**PROBLEMS AND TASKS**
A. According to the review of Beasts of the Southern Wild, what is the low-lying area near New Orleans where the characters live called?
B. Extend the review of Beasts of the Southern Wild onward from its final sentence.

**TEXT UNDER STUDY**
◇ ◇ ◇ ◇

Benh Zeitlin’s Beasts of the Southern Wild wowed audiences at Sundance and Cannes, and garnered high praise from a lot of critics. I wish I could share the enthusiasm — and I might come nearer if the film wasn’t a solid eye-strain headache’s worth of shaky-cam — but the best I can do is to say that it’s interesting and I respect the attempt. I’ll also concede that the last 15-20 minutes of the film are much more engaging than its earlier parts. But try as I might, I neither liked the movie, nor did I find it the deeply profound work others have. And I hope that anyone reading this takes that last bit to heart, and factors in that others have indeed found it something special.
I admit I had reservations before I saw it, but I’ve also had similar reservations about movies that ended up on my list of top 10 favorite movies of all time. For that matter, I had serious misgivings about Safey Not Guaranteed, which I’ve now watched four times (I will not be watching Beasts four times). So I don’t think that’s really a factor, though in this case, the film lived up to those reservations and added to them. I went in expecting the shaky-cam stuff (though I didn’t expect it to be so all-pervasive) and, yes, I thought it detracted from nearly every scene. I thought I’d find the charismatic little girl’s performance to be more dependent on editing than acting, and I did. And I was afraid the film would romanticize poverty and present the characters as somehow noble because of it. It does — and I find it highly unlikely that the people who find the poverty and filth so ennobling would choose it themselves.
What I did not expect was that the film’s narrative would be almost completely held together by a series of amazingly quasi-poetic narrations by the little girl, Hushpuppy (Quvenzhane Wallis), whose story is at the center of the film. Then again, there’s really not that much narrative. You have this group of extremely impoverished people eking out a bare existence (apart, it seems, from copious amounts of alcohol) in a low-lying area near New Orleans called the Bathtub. Hushpuppy’s way of life is threatened because her abusive (but loving) father, Wink (Dwight Henry), is dying from one of those never-named movie diseases. But there’s a more pressing situation in the form of a big storm (presumably Hurricane Katrina) that will flood the Bathtub and destroy everyone’s way of life.

◇ ◇ ◇ ◇

**MATERIAL SUPPLIED**
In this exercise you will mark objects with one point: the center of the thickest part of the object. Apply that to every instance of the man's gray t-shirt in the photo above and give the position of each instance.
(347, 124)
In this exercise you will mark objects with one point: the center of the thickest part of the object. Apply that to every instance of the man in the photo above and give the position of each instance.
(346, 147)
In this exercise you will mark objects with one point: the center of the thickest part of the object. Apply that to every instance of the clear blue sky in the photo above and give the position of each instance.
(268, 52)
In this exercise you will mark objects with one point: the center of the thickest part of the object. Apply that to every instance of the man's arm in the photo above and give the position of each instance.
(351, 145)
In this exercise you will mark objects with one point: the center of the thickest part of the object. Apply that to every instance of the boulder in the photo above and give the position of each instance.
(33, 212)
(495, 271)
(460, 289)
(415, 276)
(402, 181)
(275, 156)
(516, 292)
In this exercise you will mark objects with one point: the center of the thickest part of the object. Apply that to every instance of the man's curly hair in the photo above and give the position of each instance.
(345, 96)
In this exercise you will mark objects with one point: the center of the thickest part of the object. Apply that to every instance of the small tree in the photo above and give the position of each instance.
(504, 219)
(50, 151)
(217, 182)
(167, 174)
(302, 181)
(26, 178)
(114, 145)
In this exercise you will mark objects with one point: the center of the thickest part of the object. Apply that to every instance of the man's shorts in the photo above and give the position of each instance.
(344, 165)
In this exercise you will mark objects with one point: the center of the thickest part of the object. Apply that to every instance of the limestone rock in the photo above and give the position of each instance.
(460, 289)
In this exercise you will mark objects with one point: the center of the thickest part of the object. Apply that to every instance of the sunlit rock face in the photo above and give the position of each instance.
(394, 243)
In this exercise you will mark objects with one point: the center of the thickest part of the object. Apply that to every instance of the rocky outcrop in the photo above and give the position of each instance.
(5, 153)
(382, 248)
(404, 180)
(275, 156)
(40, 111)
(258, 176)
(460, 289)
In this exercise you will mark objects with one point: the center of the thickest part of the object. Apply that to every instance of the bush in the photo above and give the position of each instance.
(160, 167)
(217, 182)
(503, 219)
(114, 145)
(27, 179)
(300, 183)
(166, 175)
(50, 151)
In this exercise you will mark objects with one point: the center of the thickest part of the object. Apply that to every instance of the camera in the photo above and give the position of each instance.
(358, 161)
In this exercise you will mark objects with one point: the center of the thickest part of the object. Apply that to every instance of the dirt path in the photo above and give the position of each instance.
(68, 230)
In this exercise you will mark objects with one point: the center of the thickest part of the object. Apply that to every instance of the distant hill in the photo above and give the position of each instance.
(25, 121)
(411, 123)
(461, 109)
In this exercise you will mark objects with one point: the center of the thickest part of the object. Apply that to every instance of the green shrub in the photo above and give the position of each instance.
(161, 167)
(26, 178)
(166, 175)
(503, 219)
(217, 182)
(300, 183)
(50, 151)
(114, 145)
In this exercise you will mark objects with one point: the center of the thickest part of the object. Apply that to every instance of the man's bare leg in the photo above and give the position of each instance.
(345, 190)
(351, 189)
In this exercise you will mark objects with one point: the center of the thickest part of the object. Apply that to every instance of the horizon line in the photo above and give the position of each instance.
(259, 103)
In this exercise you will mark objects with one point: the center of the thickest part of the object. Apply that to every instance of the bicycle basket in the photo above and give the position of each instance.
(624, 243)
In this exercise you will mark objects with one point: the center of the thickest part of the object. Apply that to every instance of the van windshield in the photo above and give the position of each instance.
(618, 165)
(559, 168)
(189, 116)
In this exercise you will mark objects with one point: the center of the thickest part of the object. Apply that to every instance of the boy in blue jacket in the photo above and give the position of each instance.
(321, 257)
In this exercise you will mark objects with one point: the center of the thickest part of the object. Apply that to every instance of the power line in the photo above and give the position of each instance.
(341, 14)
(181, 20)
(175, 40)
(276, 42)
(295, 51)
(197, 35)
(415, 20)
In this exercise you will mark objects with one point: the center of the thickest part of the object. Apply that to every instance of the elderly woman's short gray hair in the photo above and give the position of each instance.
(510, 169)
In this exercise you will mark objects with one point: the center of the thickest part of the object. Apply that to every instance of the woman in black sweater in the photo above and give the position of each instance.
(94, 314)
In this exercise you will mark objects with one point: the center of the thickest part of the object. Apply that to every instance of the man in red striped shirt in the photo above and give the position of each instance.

◇ ◇ ◇ ◇

**ANSWER SECTION**
A. The Bathtub.

B.
In the midst of all this, Hushpuppy has cobbled together a fantasy that global warming (insert stock shots of glaciers crumbling into the sea) is unleashing prehistoric beasts called aurochs, which in her mind look like giant pigs festooned with horns and wigs. (That actually comes off somewhat better than it sounds.) How well all this plays depends on the viewer. I was frankly a good bit bored until the last stretch of the film — and this last stretch where the line between fantasy and reality becomes increasingly blurred is pretty good. Does the mysterious trip to the floating dance hall (with its fantasy-suggestive name) where bored “hostesses” are glad to see anyone — even ragtag groups of little girls — actually happen? I don’t know, but I was glad it was in the movie because it (and the scenes that follow) at least came close to justifying the extravagant praise that’s been heaped on the picture.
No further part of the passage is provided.